TASK DIRECTIONS - Write out the listing below again, precisely as it is given.
##### RECORDS FOR THE EXERCISE #####
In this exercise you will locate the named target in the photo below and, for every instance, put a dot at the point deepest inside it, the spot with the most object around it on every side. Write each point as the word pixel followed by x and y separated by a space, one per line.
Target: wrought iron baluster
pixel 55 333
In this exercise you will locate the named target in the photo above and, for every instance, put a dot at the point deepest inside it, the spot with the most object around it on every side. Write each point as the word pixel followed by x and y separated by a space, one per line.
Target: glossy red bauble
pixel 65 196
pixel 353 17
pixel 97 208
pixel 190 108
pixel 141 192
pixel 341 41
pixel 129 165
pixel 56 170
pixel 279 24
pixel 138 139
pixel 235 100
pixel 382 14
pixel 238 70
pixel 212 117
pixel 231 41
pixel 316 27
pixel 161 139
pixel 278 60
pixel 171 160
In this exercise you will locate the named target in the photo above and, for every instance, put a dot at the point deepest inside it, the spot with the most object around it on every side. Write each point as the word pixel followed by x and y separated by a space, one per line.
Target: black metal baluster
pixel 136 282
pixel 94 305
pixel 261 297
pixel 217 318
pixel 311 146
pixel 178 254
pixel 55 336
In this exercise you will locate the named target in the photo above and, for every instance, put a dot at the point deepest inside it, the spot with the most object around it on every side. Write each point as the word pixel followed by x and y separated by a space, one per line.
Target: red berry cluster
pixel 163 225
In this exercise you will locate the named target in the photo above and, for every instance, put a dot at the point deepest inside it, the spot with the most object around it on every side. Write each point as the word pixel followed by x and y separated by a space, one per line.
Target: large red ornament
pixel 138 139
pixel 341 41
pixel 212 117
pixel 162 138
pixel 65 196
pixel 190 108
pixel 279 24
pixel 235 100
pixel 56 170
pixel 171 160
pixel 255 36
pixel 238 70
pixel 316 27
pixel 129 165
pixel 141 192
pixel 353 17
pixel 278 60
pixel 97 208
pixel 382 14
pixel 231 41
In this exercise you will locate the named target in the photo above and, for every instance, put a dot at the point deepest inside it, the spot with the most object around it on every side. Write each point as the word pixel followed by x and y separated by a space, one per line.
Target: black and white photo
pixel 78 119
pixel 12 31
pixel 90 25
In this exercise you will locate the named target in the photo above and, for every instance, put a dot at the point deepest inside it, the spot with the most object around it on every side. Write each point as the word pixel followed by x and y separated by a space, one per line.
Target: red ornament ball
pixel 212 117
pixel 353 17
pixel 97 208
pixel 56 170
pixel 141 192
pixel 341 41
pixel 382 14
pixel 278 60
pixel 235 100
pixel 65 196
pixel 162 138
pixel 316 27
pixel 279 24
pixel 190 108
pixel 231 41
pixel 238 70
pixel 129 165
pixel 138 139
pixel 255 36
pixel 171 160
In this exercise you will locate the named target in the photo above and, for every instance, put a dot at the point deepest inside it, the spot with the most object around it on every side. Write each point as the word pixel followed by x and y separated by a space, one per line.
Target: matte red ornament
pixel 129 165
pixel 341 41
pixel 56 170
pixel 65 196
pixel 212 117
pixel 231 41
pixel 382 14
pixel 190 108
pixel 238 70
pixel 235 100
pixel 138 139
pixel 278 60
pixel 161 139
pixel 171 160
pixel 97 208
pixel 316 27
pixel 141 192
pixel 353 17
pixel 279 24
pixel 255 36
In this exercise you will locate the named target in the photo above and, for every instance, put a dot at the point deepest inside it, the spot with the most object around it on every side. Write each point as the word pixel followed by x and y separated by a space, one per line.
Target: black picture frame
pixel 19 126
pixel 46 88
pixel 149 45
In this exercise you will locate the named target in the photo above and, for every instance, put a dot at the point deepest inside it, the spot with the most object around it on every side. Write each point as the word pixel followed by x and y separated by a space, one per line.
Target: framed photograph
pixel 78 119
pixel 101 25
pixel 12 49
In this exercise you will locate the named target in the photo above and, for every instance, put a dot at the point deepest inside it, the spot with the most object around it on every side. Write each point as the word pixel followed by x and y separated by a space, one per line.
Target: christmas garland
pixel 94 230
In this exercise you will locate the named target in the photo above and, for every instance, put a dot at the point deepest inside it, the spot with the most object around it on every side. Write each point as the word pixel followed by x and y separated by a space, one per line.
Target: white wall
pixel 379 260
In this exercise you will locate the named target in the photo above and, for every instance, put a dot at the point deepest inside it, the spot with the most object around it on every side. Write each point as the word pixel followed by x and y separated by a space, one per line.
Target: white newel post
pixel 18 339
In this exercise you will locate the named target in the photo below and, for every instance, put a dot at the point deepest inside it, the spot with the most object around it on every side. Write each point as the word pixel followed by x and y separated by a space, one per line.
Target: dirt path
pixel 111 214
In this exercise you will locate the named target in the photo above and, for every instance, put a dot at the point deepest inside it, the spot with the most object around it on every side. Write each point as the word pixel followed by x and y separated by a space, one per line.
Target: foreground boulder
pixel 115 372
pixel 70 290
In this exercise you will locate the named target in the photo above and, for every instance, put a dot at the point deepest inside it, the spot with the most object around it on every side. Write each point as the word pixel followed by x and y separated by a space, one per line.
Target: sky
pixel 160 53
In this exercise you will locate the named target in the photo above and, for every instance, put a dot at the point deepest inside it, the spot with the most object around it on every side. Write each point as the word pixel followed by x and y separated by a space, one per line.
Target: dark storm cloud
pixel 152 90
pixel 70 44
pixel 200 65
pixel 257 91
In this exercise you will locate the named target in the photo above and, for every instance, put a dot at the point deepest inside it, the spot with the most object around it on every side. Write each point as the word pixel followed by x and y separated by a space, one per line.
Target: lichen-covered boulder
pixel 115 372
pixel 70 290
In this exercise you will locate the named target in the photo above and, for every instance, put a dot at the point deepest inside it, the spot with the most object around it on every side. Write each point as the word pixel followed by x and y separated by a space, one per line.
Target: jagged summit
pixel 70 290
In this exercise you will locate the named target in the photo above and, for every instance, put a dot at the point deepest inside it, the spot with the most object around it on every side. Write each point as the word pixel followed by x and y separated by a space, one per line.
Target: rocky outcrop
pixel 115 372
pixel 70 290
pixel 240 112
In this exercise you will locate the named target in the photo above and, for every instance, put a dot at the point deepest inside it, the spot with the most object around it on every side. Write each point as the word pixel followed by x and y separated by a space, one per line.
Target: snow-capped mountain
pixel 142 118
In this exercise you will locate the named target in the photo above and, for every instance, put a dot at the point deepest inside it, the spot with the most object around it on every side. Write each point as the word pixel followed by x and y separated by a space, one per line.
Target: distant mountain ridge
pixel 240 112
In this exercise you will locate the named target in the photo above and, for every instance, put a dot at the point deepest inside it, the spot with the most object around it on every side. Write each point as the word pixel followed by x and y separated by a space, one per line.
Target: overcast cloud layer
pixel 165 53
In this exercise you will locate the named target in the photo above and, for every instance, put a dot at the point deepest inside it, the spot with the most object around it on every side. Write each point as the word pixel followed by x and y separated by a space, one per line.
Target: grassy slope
#####
SOLUTION FOR THIS EXERCISE -
In this exercise you will locate the named target in the photo below and, for every instance, put a dot at the point deepest inside it, the spot with the most object around it on every side. Write each point as the word pixel followed by x and y separated by a space, one per line.
Target: wrought iron baluster
pixel 55 333
In this exercise you will locate the named target in the photo above and, for every instance, put a dot at the point deepest inside it, the spot with the most object around it on every side. Write each point as the word pixel followed by x and y separated by a space, one per line.
Target: glossy red bauble
pixel 65 196
pixel 353 17
pixel 97 208
pixel 190 108
pixel 141 192
pixel 341 41
pixel 129 165
pixel 56 170
pixel 279 24
pixel 138 139
pixel 235 100
pixel 382 14
pixel 238 70
pixel 212 117
pixel 231 41
pixel 316 27
pixel 161 139
pixel 278 60
pixel 171 160
In this exercise you will locate the named target in the photo above and, for every instance, put a dot at the point deepest inside it, the spot with the most object around it on every side. Write each point as the word pixel followed by x and y separated by a space, one per line.
Target: black metal baluster
pixel 136 282
pixel 94 305
pixel 261 297
pixel 217 318
pixel 311 146
pixel 178 254
pixel 55 336
In this exercise you will locate the named target in the photo above and, for every instance, put a dot at the point deepest inside it, the spot with the most object around it on every side. Write each point as the word pixel followed by x and y separated by a space, one per line.
Target: red berry cluster
pixel 163 225
In this exercise you will locate the named target in the photo above and, for every instance, put a dot at the point deepest inside it, the spot with the most object around it on every side. Write each point as the word pixel followed by x and y separated by a space, one per line.
Target: large red ornament
pixel 138 139
pixel 341 41
pixel 212 117
pixel 162 138
pixel 65 196
pixel 190 108
pixel 279 24
pixel 235 100
pixel 56 170
pixel 171 160
pixel 255 36
pixel 238 70
pixel 316 27
pixel 129 165
pixel 141 192
pixel 353 17
pixel 278 60
pixel 97 208
pixel 382 14
pixel 231 41
In this exercise you will locate the named target in the photo above and, for every instance, put a dot at the point deepest inside it, the spot with the most object around it on every side. Write each point as the word pixel followed by x and y separated by a space, one per line.
Target: black and white photo
pixel 78 119
pixel 12 31
pixel 90 25
In this exercise you will locate the named target in the photo above and, for every instance, put a dot at the point deepest inside it, the spot with the most object around it on every side. Write each point as the word pixel followed by x and y separated by a space, one per line.
Target: red ornament ball
pixel 212 117
pixel 353 17
pixel 97 208
pixel 56 170
pixel 141 192
pixel 341 41
pixel 382 14
pixel 278 60
pixel 235 100
pixel 65 196
pixel 162 138
pixel 316 27
pixel 279 24
pixel 190 108
pixel 231 41
pixel 238 70
pixel 129 165
pixel 138 139
pixel 255 36
pixel 171 160
In this exercise you will locate the named target in the photo above and, for every instance, put a dot at the point deepest inside it, the spot with the most object around it on every side. Write each point as the word pixel followed by x and y separated by a space, one per line.
Target: matte red ornament
pixel 129 165
pixel 341 41
pixel 56 170
pixel 65 196
pixel 212 117
pixel 231 41
pixel 382 14
pixel 190 108
pixel 238 70
pixel 235 100
pixel 138 139
pixel 278 60
pixel 161 139
pixel 171 160
pixel 97 208
pixel 316 27
pixel 141 192
pixel 353 17
pixel 279 24
pixel 255 36
In this exercise you will locate the named target in the photo above and, for every instance, put a dot at the point deepest inside it, the spot with the most object around it on every side. Write each point as the word pixel followed by x and y separated by a space, one per line.
Target: black picture frame
pixel 19 126
pixel 46 88
pixel 149 45
In this exercise you will locate the named target in the photo above and, for every instance, put a dot at the point deepest inside it, the spot with the most object around it on every side. Write each point as the word pixel followed by x and y separated by a space, one per line.
Target: framed photograph
pixel 78 119
pixel 101 25
pixel 12 49
In this exercise you will locate the named target in the photo above and, for every instance, put a dot at the point deepest inside it, the spot with the most object around it on every side. Write each point as the word pixel followed by x and y separated by a space, one per line.
Target: christmas garland
pixel 94 230
In this exercise you will locate the named target in the photo above and, for every instance, put a dot at the point deepest inside it, the spot with the most object around it on every side. Write each point as the word pixel followed by x and y separated by a space, one per line.
Target: white wall
pixel 379 260
In this exercise you will locate the named target in the photo above and, for every instance, put a dot at the point deepest inside it, the spot with the most object around it on every side. Write each point as the word pixel followed by x and y separated by a space, one per line.
Target: white newel post
pixel 18 339
In this exercise you will locate the named target in the photo below and, for every instance, put a dot at the point deepest inside it, the spot with the most object around it on every side. Write each point as the word pixel followed by x and y separated by a space, one per line.
Target: dirt path
pixel 111 214
In this exercise you will locate the named target in the photo above and, for every instance, put a dot at the point deepest inside it, the spot with the most object around it on every side. Write each point as the word pixel followed by x and y separated by a space, one per line.
Target: foreground boulder
pixel 115 372
pixel 70 290
In this exercise you will locate the named target in the photo above and, for every instance, put a dot at the point deepest inside it, the spot with the most object around it on every side. Write each point as the word pixel followed by x and y separated by a space, one per line.
Target: sky
pixel 160 53
In this exercise you will locate the named target in the photo above and, for every instance, put a dot at the point deepest inside it, the spot with the most object around it on every side. Write each point as the word pixel followed by x and y separated by a space, one per line.
Target: dark storm cloud
pixel 152 90
pixel 70 44
pixel 200 65
pixel 257 91
In this exercise you will locate the named target in the photo above and, for every instance, put a dot at the point deepest inside it, the spot with the most object around it on every side. Write each point as the word pixel followed by x and y separated by a space, one per line.
Target: lichen-covered boulder
pixel 115 372
pixel 70 290
In this exercise you will locate the named target in the photo above and, for every instance, put a dot at the point deepest inside it, the spot with the most object around it on every side. Write each point as the word pixel followed by x and y separated by a space, one per line.
Target: jagged summit
pixel 70 290
In this exercise you will locate the named target in the photo above and, for every instance, put a dot at the point deepest inside it, the spot with the most object around it on every side. Write each point as the word pixel followed by x and y separated by a space, one per line.
Target: rocky outcrop
pixel 115 372
pixel 70 290
pixel 240 112
In this exercise you will locate the named target in the photo above and, for every instance, put a dot at the point deepest inside it, the spot with the most object around it on every side. Write each point as the word pixel followed by x and y separated by a space, one per line.
Target: snow-capped mountain
pixel 142 118
In this exercise you will locate the named target in the photo above and, for every instance, put a dot at the point deepest inside it, the spot with the most object around it on every side. Write each point as the word pixel followed by x and y separated by a space, one per line.
Target: distant mountain ridge
pixel 240 112
In this exercise you will locate the named target in the photo above and, for every instance, put a dot at the point deepest inside it, the spot with the most object around it on every side. Write each point as the word pixel followed by x and y separated by a space, one per line.
Target: overcast cloud layer
pixel 165 53
In this exercise you will locate the named target in the photo above and, for every instance, put a dot at the point deepest inside it, the spot with the most object around it on every side. Write each point as the word pixel followed by x and y separated by a space, one per line.
Target: grassy slope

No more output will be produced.